§ **Compito a**:
Indica se le tre affermazioni seguenti concordano con l'articolo su Alida Valli. Per ciascuna rispondi sì o no e cita esattamente le parole dell'articolo che lo stabiliscono.
(i) Alida Valli era nata a Pola.
(ii) Il padre di Alida Valli era un pianista.
(iii) Nel documentario i diari dell'attrice sono letti da Giovanna Mezzogiorno.

§ **Brano di origine**:

Alida Valli, cento anni di fascino: l'istriana di Pola che conquistò Hollywood

Giovedì 27 Maggio 2021 di Adriano De Grandis
Alida Valli

VENEZIA - Il 31 maggio ricorre il centenario dalla nascita di Alida Valli, l'indimenticabile attrice protagonista di tanti film, da Senso di Visconti a Suspiria di Dario Argento. Ora un docufilm ripercorre la sua vita e la sua carriera tra Italia e Hollywood.

L'ANNIVERSARIO

Non basta la bellezza, che certo non manca. Ci vuole anche lo sguardo. E anche una forza personale di offrirsi allo spettatore e certo Alida Valli aveva un modo così diretto nel farlo, più naturale che accademico, più spontaneo che studiato. Lunedì prossimo avrebbe compiuto 100 anni, ma ci lasciò nella primavera del 2006, quando nel mito sfiorito dal tempo, dovette perfino ricorrere alla famosa legge Bacchelli. Istriana di Pola, in quel breve passaggio italiano tra le due guerre, Alida era nata, all'alba del fascismo, come una Altenburger von Marckenstein und Frauenberg, quindi di chiara discendenza aristocratica, da una madre pianista e un padre professore di filosofia e critico musicale, un ambiente che ne favorì l'inclinazione artistica, tanto da portarla a frequentare presto il Centro Sperimentale di Cinematografia, non ricavandone però granché, tanto da essere sconsigliata dall'affrontare tale carriera.

Ma il padre non smise fortunatamente di incoraggiarla.

 

L'ELENCO TELEFONICO

Il secolo di Alida, che divenne Valli nel 1937, come spiegò in una celebre intervista a Enzo Biagi, per puro caso consultando un elenco telefonico, visto che non avrebbe potuto mantenere il suo vero, ingombrante nome, è adesso riassunto in un puntuale documentario, che in questi giorni ha cominciato a girare nelle sale italiane. Lo firma Mimmo Verdesca, un cineasta quarantenne di Molfetta, con un'inclinazione per le opere dal tema cinematografico, che, da fan dell'attrice, ha deciso di indagare più dettagliatamente nella sua vita artistica e personale. Lo spiega così: «Se ti metti a studiare il cinema italiano è ovvio che ti imbatti prima o poi in Alida Valli, per la quale fin dal principio ho provato una forte ammirazione, andata via via intensificandosi con le visioni dei suoi film. E siccome amo le storie che si addentrano nel mondo del cinema, mi è parso quasi ovvio arrivare a lei, della quale si conoscono bene le tappe artistiche, ma assai meno la sua quotidianità fuori dal set». Se oggi esiste questo film, molto lo si deve al nipote Pierpaolo De Mejo: «Sì, è stato fondamentale, specie quando ha rivelato che esisteva un archivio rilevante, con diari che l'attrice compilava piuttosto regolarmente, che nel film poi sono letti da Giovanna Mezzogiorno. Ed è stato subito chiaro come la sua carriera fosse il riflesso della personalità di una donna, che pur tra diverse traversie, si dimostrò sicura nelle sue scelte».

§ **Compito b**:
Trova e riporta tutte le righe dell'elenco in cui compare la stringa "riding".

§ **Contenuto del dataset**:
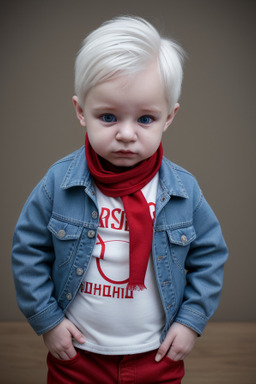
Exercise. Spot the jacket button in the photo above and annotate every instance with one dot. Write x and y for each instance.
(184, 239)
(79, 271)
(91, 234)
(69, 296)
(94, 214)
(62, 233)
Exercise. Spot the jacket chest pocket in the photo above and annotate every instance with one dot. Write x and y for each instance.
(180, 240)
(65, 236)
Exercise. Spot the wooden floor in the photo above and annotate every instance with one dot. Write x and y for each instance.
(225, 354)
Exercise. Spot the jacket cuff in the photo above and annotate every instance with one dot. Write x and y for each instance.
(192, 318)
(47, 319)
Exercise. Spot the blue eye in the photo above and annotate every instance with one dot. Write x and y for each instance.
(108, 118)
(145, 119)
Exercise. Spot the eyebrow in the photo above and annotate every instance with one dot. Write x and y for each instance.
(143, 110)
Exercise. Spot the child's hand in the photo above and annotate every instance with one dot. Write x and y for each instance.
(59, 340)
(178, 343)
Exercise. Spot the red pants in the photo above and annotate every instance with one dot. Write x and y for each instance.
(92, 368)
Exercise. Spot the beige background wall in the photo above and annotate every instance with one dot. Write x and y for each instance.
(213, 135)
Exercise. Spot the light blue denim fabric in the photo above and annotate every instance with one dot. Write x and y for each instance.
(57, 231)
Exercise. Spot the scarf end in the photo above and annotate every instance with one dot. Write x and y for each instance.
(136, 287)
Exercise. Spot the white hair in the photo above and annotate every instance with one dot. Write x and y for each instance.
(125, 46)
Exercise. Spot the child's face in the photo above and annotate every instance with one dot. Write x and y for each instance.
(125, 117)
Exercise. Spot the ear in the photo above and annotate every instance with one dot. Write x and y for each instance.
(79, 111)
(171, 116)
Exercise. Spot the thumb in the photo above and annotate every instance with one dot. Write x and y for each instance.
(165, 346)
(76, 334)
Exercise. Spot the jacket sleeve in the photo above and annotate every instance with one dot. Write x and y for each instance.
(32, 258)
(204, 264)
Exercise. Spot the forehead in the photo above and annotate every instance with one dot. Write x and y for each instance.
(144, 88)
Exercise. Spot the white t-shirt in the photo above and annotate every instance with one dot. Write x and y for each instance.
(112, 319)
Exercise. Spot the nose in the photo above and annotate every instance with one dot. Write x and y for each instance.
(126, 132)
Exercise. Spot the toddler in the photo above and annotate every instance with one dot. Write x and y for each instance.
(117, 257)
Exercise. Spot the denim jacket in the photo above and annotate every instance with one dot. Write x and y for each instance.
(57, 231)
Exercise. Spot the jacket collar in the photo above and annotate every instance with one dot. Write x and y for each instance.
(78, 175)
(170, 180)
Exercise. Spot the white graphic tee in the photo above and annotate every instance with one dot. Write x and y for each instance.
(115, 320)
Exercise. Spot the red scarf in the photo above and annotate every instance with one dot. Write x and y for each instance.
(128, 185)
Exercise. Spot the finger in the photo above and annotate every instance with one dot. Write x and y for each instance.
(63, 356)
(76, 334)
(162, 351)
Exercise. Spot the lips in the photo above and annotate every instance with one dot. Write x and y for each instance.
(125, 153)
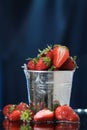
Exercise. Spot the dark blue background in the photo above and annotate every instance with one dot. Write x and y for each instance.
(26, 26)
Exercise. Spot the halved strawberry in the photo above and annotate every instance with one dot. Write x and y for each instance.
(43, 63)
(44, 115)
(69, 64)
(60, 55)
(66, 113)
(7, 109)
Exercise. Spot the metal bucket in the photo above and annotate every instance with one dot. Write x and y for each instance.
(46, 87)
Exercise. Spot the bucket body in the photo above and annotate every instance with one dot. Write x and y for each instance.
(47, 87)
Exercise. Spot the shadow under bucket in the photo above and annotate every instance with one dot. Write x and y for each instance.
(45, 88)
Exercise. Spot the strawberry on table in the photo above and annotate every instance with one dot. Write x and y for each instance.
(69, 64)
(66, 113)
(60, 55)
(14, 116)
(44, 115)
(43, 63)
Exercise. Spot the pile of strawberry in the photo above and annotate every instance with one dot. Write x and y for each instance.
(19, 112)
(22, 112)
(53, 58)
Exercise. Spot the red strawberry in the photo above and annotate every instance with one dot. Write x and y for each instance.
(43, 126)
(66, 113)
(69, 64)
(14, 116)
(60, 55)
(31, 64)
(15, 125)
(47, 52)
(5, 124)
(22, 106)
(44, 115)
(7, 109)
(43, 63)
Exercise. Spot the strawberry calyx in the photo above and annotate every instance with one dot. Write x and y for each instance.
(26, 116)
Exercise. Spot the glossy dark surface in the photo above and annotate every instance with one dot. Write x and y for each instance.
(6, 125)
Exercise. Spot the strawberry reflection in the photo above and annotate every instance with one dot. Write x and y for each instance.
(67, 126)
(7, 125)
(43, 126)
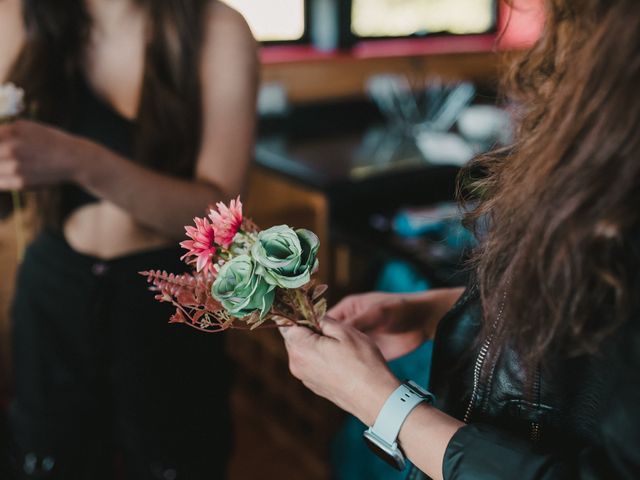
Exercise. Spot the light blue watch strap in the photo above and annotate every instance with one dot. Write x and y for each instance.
(396, 410)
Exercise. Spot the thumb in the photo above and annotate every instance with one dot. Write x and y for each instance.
(332, 328)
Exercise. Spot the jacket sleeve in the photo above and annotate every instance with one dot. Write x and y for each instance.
(483, 452)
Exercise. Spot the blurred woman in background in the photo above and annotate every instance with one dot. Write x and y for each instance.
(141, 114)
(536, 369)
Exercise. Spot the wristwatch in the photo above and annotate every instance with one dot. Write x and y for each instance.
(382, 437)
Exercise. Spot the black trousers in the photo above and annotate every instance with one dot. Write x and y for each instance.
(105, 387)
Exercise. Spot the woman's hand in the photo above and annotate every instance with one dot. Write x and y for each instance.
(342, 365)
(397, 323)
(33, 154)
(386, 318)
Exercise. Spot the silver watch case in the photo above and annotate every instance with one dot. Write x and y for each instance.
(389, 453)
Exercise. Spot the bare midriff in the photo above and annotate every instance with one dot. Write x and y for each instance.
(105, 231)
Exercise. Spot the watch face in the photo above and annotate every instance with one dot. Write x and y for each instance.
(392, 456)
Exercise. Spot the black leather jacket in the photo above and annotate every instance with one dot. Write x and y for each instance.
(581, 419)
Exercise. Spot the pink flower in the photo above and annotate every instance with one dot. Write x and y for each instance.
(201, 246)
(226, 221)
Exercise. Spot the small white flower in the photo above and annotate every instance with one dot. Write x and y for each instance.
(11, 101)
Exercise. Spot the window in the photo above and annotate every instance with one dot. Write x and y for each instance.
(403, 18)
(274, 20)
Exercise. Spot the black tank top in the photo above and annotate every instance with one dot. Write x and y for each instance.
(93, 118)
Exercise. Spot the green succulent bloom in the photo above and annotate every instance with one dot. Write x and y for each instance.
(286, 257)
(240, 289)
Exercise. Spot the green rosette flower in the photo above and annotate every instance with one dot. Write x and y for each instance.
(241, 290)
(286, 258)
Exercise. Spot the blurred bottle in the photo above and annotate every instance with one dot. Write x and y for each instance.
(325, 30)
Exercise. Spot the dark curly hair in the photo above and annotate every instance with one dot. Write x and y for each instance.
(561, 206)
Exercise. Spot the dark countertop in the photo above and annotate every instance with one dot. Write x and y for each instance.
(366, 175)
(360, 167)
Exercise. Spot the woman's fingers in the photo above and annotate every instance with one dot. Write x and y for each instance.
(296, 334)
(344, 309)
(330, 327)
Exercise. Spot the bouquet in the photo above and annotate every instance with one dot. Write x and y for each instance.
(243, 277)
(11, 106)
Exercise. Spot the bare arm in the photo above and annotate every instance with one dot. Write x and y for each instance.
(229, 79)
(33, 154)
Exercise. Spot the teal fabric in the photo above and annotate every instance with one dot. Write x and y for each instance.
(351, 458)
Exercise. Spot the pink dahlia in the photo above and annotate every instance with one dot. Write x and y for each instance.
(226, 221)
(201, 247)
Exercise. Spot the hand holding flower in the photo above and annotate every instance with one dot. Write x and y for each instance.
(342, 365)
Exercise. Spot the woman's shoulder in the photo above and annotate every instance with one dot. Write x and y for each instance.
(225, 24)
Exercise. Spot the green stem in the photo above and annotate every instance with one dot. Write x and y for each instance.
(19, 224)
(306, 309)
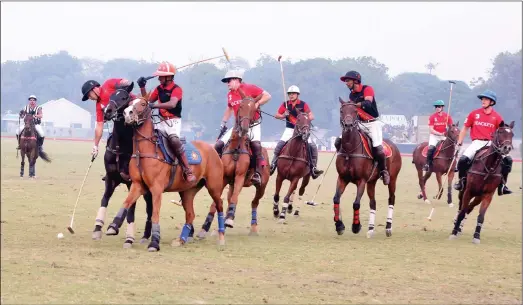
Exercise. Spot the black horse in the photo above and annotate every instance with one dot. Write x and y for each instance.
(116, 160)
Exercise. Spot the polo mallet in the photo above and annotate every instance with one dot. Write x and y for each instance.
(440, 190)
(283, 81)
(70, 227)
(321, 182)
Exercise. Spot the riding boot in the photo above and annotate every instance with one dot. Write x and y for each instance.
(219, 147)
(257, 152)
(463, 167)
(430, 158)
(506, 167)
(382, 164)
(337, 144)
(178, 149)
(315, 173)
(277, 151)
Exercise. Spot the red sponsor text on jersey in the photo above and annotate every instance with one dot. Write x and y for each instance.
(439, 121)
(482, 125)
(234, 99)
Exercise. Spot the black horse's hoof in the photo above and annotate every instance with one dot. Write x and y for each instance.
(356, 228)
(340, 227)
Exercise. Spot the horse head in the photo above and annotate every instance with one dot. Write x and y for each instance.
(303, 125)
(138, 111)
(502, 140)
(246, 112)
(118, 101)
(348, 115)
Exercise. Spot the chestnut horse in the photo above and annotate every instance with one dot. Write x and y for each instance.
(239, 166)
(355, 164)
(116, 160)
(293, 165)
(483, 178)
(443, 156)
(151, 170)
(29, 147)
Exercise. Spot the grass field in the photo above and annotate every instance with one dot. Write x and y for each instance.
(304, 261)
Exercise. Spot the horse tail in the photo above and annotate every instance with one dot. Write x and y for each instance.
(44, 156)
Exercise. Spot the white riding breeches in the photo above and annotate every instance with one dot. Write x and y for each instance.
(287, 134)
(254, 134)
(473, 148)
(38, 128)
(434, 139)
(171, 126)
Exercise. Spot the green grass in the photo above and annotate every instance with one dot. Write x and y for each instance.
(303, 261)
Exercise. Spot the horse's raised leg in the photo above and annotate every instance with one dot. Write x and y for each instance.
(231, 208)
(148, 223)
(276, 198)
(340, 188)
(356, 224)
(485, 203)
(371, 192)
(392, 202)
(110, 186)
(286, 199)
(301, 191)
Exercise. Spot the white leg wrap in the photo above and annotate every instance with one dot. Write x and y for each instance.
(100, 216)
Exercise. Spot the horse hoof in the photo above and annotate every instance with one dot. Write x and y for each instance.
(356, 228)
(370, 233)
(97, 235)
(229, 223)
(202, 234)
(111, 231)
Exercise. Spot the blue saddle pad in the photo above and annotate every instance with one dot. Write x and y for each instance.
(193, 154)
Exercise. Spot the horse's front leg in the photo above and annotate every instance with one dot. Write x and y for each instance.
(341, 185)
(356, 224)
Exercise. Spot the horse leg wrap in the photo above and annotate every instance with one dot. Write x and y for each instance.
(254, 216)
(208, 221)
(221, 222)
(185, 232)
(231, 210)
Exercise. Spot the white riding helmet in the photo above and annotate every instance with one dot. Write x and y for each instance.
(293, 89)
(232, 74)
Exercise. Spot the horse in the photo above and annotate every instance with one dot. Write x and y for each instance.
(116, 159)
(293, 165)
(355, 164)
(239, 166)
(29, 147)
(443, 156)
(483, 178)
(152, 169)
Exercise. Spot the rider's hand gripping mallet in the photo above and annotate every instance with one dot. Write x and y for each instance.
(440, 190)
(70, 227)
(321, 182)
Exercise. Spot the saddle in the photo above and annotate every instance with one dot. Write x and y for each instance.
(367, 144)
(425, 150)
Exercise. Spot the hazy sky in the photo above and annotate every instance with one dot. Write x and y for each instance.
(462, 37)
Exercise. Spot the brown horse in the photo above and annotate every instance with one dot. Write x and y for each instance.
(29, 147)
(483, 178)
(239, 166)
(293, 165)
(443, 156)
(355, 164)
(151, 169)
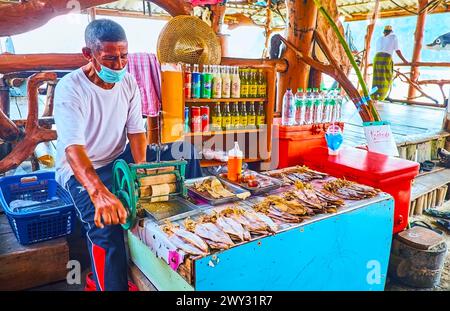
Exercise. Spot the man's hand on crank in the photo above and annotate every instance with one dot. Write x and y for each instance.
(108, 209)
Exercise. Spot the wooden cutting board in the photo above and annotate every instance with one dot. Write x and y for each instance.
(420, 238)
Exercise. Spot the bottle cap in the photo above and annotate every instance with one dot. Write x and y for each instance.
(236, 151)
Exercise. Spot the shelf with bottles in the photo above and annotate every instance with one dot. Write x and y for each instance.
(225, 118)
(208, 163)
(311, 107)
(226, 132)
(215, 100)
(226, 83)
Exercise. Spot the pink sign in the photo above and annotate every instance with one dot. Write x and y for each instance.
(203, 2)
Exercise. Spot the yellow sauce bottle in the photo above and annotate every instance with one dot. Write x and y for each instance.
(226, 116)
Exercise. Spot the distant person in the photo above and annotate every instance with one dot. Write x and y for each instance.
(383, 65)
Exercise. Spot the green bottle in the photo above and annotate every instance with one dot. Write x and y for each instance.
(251, 115)
(216, 118)
(253, 85)
(244, 83)
(226, 116)
(262, 84)
(243, 119)
(235, 119)
(260, 115)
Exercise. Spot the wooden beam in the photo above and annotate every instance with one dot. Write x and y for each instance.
(131, 14)
(393, 14)
(368, 38)
(418, 38)
(175, 7)
(268, 29)
(421, 64)
(332, 71)
(302, 18)
(413, 102)
(92, 13)
(21, 17)
(280, 65)
(23, 62)
(34, 134)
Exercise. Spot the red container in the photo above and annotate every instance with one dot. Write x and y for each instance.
(196, 119)
(391, 175)
(187, 84)
(204, 112)
(294, 141)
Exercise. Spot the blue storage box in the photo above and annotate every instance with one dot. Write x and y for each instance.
(52, 214)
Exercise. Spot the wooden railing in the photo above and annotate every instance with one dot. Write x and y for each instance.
(417, 84)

§ **Risultato a**:
(i) Sì: "Istriana di Pola".
(ii) No: "da una madre pianista e un padre professore di filosofia e critico musicale".
(iii) Sì: "che nel film poi sono letti da Giovanna Mezzogiorno".

§ **Risultato b**:
Exercise. Spot the riding boot in the photo above and annotate every instance with one dot. Write x and y for each instance.
Exercise. Spot the white riding breeches in the photo above and annotate every instance with one dot. Write x and y for each instance.
Exercise. Spot the white riding helmet in the photo above and annotate every instance with one dot. Write x and y for each instance.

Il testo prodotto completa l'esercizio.